__Excerpt provided__:
···

Col des Saisies (el. 1657 m.) is a mountain pass in the Alps in the department of Savoie in France.

The pass is delimited by the peak of Bisanne to the west, and by the peaks of Légette (Lézette) and Chard du Beurre to the east. The ski resort of Les Saisies is situated on the pass.

==Appearances in Tour de France==
The pass is often used as part of the route in the Tour de France, most recently in 2023.

···

__Records supplied__:
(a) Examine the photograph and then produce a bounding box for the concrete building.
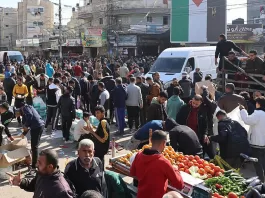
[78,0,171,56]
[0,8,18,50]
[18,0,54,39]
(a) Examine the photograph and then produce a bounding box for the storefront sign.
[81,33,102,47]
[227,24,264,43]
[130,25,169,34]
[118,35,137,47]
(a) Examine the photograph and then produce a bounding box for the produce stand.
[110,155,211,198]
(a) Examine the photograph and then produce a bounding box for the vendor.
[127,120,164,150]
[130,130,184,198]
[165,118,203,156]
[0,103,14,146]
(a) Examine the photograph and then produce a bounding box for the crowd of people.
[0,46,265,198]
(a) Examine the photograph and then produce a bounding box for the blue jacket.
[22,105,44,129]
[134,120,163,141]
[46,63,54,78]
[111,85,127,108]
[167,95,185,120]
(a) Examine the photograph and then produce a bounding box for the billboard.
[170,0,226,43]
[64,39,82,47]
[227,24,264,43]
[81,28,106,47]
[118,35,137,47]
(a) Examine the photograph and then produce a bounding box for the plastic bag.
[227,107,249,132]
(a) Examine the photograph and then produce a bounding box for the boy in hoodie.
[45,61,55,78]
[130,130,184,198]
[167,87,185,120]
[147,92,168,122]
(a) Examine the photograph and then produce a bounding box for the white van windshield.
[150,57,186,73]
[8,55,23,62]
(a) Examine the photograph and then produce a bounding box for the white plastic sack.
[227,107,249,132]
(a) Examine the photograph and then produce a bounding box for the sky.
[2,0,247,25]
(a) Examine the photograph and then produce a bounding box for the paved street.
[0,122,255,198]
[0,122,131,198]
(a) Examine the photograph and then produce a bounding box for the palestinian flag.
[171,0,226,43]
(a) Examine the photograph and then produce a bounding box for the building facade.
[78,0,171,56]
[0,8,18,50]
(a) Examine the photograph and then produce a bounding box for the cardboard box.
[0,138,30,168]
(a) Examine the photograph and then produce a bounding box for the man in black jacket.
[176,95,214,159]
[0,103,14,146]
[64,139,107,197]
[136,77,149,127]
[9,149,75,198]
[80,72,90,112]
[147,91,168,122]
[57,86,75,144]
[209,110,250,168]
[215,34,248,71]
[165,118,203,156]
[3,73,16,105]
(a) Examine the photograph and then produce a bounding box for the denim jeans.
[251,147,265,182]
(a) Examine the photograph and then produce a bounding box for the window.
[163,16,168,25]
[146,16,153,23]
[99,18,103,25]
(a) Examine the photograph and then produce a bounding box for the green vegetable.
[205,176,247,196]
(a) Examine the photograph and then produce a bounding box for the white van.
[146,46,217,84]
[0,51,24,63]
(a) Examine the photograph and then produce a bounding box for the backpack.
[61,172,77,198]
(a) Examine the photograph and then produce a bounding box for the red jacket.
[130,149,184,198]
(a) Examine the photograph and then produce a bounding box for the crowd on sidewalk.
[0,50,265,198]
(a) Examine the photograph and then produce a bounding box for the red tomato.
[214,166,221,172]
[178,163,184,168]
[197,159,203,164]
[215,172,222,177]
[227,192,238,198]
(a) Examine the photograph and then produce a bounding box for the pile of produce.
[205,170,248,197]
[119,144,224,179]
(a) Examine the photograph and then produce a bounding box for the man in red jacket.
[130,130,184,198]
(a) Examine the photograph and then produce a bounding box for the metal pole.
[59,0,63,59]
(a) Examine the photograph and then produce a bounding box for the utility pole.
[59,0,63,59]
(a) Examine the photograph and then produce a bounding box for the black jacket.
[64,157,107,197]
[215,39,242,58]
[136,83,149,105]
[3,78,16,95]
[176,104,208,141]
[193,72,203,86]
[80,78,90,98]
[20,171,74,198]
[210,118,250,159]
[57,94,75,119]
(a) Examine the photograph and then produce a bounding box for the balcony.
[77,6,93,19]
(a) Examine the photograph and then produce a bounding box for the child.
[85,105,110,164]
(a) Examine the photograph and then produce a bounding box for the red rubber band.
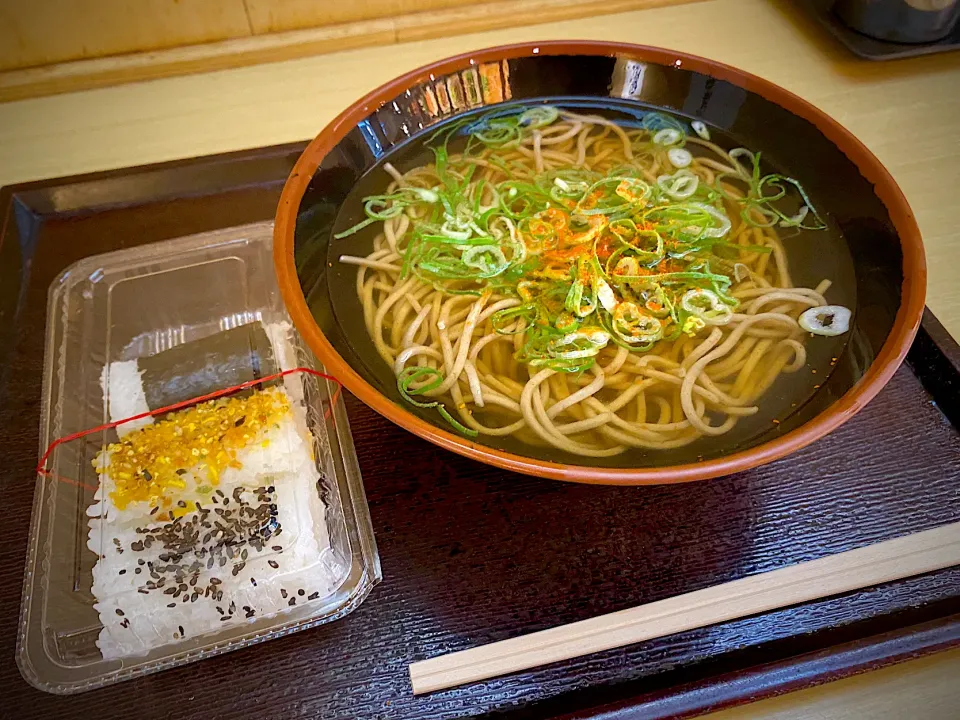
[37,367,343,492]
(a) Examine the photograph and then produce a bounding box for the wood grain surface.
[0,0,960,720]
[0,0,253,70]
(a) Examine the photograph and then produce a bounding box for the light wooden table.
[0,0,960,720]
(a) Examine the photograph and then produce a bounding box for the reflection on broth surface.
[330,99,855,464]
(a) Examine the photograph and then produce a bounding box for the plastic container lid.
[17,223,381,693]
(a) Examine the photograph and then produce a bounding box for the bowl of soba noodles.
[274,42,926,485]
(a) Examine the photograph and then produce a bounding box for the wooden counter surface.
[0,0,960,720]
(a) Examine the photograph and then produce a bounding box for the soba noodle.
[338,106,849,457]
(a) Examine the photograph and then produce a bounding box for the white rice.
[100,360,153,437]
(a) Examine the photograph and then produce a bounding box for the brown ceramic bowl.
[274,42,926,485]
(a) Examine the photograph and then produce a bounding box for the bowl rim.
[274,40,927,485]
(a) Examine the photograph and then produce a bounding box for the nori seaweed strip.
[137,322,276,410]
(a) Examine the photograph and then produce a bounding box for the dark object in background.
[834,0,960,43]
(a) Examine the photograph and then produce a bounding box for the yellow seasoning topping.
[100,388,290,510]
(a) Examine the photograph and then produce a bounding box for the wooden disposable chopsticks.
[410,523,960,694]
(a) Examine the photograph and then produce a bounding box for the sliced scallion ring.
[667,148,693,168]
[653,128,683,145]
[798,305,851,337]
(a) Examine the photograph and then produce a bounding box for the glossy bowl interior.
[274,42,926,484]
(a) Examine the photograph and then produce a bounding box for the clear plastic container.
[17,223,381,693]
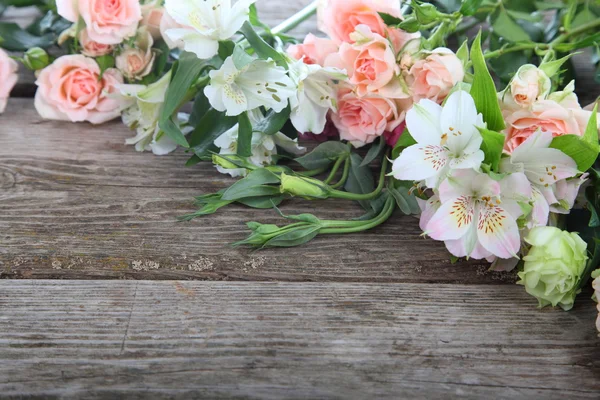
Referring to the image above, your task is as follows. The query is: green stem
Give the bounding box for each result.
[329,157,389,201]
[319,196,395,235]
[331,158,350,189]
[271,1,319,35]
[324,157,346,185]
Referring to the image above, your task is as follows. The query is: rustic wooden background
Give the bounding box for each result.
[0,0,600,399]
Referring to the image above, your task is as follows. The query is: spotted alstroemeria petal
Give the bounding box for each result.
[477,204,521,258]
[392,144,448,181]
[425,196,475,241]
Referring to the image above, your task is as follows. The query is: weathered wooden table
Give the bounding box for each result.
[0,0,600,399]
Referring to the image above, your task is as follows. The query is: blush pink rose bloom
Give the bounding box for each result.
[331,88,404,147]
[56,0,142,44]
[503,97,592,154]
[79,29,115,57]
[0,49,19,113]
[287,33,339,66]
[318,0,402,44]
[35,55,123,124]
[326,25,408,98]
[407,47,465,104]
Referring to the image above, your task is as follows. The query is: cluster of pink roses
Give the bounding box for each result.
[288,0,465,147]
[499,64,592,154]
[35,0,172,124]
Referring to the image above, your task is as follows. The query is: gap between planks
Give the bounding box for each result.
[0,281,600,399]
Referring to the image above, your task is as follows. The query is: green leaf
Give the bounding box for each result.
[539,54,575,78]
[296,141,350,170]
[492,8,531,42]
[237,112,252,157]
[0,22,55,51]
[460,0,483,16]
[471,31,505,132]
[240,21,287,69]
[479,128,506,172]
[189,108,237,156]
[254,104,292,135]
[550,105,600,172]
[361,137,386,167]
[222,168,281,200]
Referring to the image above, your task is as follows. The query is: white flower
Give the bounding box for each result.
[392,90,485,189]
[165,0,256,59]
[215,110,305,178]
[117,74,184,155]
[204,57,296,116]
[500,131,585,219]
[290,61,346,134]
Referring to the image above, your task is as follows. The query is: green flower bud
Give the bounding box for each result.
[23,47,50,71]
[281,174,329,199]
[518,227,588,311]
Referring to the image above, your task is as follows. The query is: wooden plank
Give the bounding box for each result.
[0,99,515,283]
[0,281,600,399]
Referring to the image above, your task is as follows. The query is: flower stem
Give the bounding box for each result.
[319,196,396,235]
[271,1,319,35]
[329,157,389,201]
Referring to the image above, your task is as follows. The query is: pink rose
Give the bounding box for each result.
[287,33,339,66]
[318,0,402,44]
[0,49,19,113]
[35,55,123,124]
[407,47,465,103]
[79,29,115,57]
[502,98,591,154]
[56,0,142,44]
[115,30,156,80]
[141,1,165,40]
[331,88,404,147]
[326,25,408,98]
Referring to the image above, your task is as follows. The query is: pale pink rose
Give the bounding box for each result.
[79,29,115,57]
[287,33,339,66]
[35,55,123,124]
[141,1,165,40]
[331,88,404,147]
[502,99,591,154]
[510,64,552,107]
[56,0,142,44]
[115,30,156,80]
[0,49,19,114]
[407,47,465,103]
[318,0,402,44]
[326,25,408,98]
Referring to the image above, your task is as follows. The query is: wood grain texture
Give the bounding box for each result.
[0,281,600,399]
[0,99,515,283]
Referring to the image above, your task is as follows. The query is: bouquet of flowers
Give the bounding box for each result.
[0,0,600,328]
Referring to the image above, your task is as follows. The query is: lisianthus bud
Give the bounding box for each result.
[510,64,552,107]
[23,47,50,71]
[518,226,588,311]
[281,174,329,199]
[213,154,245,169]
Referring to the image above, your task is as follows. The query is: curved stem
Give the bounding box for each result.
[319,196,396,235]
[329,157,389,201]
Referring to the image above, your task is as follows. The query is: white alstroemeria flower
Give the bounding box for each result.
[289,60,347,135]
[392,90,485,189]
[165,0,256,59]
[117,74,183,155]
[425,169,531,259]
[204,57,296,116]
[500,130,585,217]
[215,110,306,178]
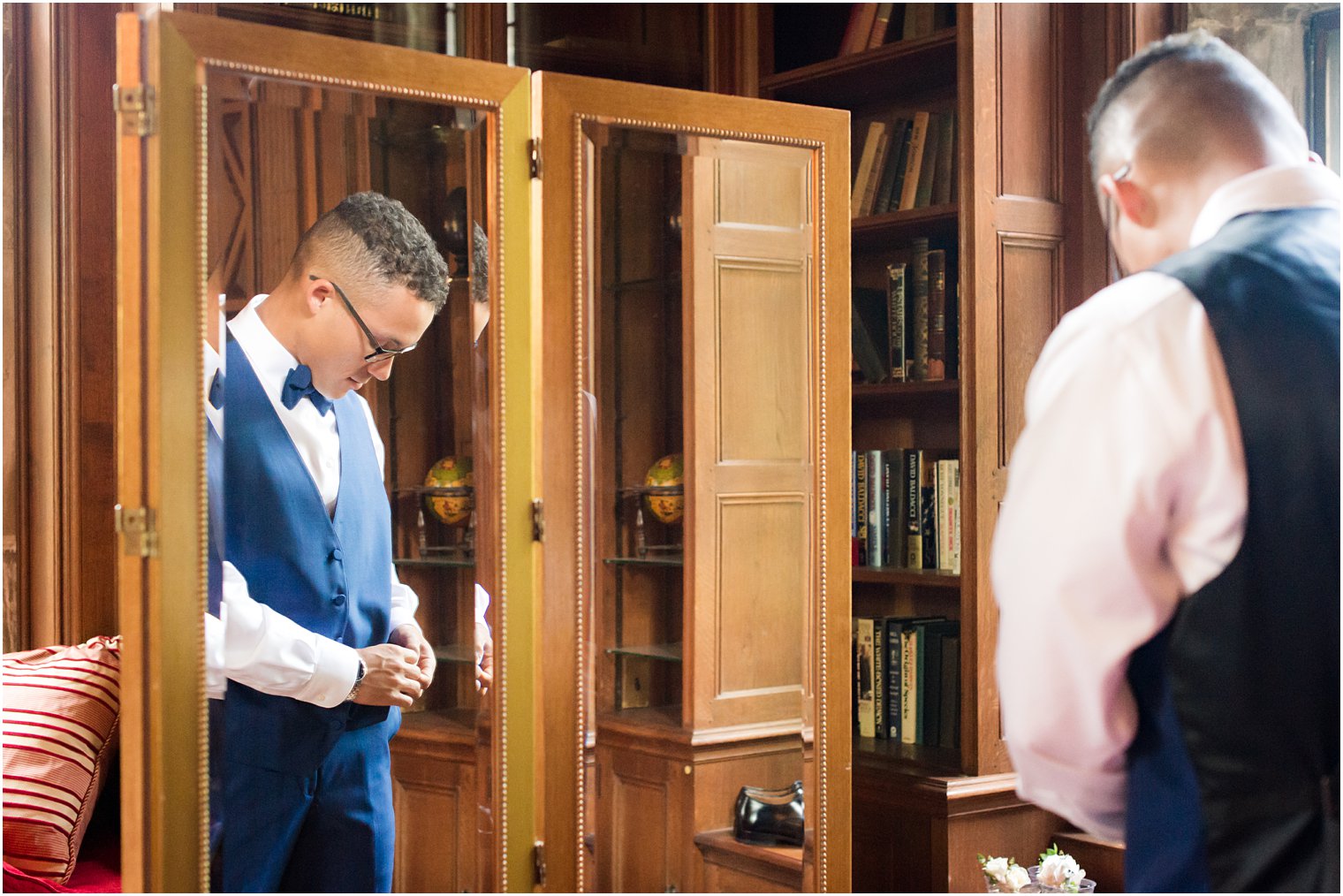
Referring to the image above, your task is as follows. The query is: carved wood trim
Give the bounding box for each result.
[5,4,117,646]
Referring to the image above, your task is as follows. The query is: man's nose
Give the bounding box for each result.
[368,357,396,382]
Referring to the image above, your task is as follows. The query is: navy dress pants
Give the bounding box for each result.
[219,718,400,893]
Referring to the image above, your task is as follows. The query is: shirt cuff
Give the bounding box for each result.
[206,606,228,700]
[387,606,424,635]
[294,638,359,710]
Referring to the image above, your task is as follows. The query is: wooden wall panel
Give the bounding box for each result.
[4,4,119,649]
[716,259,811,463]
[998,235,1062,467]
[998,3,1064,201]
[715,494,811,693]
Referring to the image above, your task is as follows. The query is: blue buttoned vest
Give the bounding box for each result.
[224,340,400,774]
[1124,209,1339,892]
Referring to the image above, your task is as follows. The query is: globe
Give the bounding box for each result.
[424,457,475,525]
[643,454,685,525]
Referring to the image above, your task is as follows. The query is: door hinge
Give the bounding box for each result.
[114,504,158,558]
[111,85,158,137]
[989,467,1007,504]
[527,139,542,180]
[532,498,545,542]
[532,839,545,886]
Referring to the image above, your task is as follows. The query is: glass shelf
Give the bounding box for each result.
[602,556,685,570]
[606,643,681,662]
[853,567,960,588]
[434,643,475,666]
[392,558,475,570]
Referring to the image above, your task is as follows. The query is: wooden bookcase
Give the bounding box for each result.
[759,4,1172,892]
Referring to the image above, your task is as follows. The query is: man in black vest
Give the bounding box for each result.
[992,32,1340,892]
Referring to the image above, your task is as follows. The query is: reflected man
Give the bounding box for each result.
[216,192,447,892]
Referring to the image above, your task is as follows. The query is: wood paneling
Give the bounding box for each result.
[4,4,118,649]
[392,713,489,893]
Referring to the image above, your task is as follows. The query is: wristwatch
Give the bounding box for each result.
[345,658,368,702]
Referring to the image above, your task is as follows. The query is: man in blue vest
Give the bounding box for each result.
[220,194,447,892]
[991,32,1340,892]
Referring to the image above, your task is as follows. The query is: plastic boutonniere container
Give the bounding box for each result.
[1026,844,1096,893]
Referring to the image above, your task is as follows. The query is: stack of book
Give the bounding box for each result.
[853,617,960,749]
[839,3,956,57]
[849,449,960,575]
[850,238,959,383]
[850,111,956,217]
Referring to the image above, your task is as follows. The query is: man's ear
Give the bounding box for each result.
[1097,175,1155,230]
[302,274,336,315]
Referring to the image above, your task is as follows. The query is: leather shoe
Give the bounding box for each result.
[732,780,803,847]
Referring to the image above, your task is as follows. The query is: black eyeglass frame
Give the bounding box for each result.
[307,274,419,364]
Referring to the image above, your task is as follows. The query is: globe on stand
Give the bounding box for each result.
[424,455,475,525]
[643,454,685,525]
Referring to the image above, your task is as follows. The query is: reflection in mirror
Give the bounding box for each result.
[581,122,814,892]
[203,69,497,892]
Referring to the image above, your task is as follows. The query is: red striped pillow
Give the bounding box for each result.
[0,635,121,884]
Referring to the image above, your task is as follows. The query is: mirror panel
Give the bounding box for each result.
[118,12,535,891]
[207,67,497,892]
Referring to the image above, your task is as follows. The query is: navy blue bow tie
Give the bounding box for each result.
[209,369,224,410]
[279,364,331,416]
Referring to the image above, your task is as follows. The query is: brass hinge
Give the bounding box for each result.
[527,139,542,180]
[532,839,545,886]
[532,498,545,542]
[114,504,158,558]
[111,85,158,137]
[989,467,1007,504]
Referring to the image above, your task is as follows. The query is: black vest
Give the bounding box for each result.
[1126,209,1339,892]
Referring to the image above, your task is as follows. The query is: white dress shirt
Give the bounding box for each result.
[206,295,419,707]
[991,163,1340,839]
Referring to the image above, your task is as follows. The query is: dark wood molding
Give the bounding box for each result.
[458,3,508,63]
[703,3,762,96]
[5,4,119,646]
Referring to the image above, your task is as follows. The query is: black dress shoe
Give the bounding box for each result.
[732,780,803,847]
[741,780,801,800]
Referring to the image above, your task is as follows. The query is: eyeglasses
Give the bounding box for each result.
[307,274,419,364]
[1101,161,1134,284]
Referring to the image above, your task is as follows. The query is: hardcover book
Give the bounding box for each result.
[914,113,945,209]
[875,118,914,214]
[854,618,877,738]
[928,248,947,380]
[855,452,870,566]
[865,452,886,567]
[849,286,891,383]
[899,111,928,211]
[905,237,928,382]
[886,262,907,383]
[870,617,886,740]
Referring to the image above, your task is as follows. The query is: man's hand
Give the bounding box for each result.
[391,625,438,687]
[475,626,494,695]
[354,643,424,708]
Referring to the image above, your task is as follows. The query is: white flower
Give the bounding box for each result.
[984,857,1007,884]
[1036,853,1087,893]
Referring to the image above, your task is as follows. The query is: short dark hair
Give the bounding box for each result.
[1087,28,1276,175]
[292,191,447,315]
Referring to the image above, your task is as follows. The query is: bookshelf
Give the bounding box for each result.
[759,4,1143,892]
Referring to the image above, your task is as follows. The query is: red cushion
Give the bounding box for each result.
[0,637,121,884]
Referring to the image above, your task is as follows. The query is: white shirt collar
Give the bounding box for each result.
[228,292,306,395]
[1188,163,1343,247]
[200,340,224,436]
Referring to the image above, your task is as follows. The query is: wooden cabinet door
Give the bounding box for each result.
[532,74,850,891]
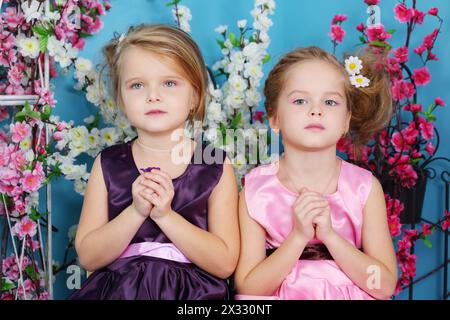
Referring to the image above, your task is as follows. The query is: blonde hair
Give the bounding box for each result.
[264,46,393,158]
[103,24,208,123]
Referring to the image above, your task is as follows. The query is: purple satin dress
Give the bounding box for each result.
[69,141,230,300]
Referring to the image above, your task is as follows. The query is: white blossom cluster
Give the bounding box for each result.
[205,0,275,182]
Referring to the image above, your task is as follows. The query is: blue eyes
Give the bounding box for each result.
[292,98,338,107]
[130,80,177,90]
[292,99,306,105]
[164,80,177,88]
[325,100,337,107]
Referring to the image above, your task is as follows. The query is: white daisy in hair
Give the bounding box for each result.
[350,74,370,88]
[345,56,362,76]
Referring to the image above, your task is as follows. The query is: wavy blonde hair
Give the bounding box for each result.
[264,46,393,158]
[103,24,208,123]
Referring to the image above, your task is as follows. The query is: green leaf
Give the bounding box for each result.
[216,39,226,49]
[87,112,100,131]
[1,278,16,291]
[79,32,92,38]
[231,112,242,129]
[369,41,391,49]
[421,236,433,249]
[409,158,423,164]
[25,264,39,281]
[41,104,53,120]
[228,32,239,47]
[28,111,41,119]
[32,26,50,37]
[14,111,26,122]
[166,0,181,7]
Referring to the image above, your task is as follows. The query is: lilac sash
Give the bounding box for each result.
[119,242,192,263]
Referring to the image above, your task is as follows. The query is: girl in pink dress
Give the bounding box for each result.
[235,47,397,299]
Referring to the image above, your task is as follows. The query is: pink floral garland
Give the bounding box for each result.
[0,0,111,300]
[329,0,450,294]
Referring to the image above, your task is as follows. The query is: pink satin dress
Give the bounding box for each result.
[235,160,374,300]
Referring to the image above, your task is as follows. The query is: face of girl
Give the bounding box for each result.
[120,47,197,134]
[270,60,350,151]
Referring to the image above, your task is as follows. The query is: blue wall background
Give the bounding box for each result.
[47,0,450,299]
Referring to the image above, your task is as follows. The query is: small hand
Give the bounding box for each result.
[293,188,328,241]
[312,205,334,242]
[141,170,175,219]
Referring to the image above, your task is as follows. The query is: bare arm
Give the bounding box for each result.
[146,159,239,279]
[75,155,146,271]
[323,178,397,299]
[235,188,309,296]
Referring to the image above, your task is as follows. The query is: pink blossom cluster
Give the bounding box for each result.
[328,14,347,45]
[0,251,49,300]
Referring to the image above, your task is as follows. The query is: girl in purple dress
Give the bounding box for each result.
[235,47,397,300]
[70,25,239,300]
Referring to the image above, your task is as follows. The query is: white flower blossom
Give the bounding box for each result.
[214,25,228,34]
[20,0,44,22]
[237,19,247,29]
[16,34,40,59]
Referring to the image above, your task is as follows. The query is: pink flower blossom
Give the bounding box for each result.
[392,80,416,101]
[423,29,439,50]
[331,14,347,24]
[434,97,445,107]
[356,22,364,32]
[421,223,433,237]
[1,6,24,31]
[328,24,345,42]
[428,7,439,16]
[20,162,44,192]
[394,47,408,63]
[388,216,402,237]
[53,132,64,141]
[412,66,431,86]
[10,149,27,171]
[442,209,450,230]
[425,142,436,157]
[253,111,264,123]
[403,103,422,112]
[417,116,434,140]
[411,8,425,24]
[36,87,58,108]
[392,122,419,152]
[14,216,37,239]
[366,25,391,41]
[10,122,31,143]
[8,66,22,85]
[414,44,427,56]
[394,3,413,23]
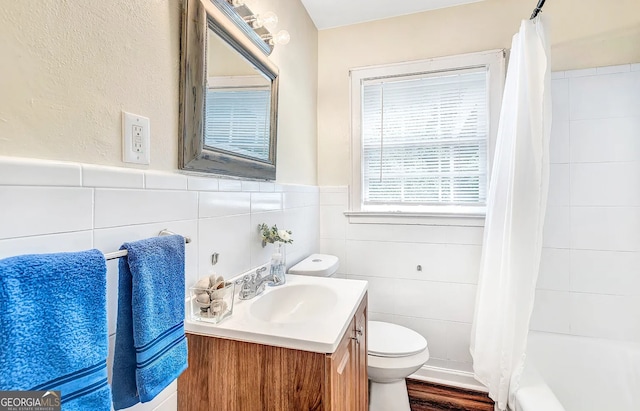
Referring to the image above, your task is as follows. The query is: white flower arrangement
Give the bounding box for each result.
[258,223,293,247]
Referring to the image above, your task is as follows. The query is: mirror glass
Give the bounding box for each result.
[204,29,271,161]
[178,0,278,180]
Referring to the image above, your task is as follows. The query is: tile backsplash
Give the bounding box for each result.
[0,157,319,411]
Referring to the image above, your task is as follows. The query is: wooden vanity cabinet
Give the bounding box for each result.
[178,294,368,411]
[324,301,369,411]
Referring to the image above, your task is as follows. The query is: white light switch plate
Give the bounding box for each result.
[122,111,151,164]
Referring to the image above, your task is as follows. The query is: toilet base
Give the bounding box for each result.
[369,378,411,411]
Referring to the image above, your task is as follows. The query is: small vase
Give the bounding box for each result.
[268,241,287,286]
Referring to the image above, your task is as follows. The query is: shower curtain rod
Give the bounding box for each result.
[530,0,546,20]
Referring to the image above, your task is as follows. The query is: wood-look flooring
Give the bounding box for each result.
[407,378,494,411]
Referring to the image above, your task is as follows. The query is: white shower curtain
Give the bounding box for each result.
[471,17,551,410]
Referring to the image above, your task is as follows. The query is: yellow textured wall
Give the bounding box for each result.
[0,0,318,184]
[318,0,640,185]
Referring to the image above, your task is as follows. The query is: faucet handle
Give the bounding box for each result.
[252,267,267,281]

···

__Exercise A__:
From the Col des Saisies text, reproduce the passage that begins at the words "Col des Saisies" and stops after the words "recently in 2023.".
__Exercise B__:
Answer the following from the Col des Saisies text:
(i) What is the elevation of the pass?
(ii) Which peak bounds the pass to the west?
(iii) In what year was the pass most recently part of the Tour de France route?
__Exercise C__:
In one to three sentences, explain what defines the extent of the pass according to the Col des Saisies text.

__Written response A__:
Col des Saisies (el. 1657 m.) is a mountain pass in the Alps in the department of Savoie in France.

The pass is delimited by the peak of Bisanne to the west, and by the peaks of Légette (Lézette) and Chard du Beurre to the east. The ski resort of Les Saisies is situated on the pass.

==Appearances in Tour de France==
The pass is often used as part of the route in the Tour de France, most recently in 2023.

__Written response B__:
(i) 1657 m.
(ii) Bisanne.
(iii) 2023.

__Written response C__:
The pass is delimited by the peak of Bisanne to the west. To the east, it is bounded by the peaks of Légette (Lézette) and Chard du Beurre.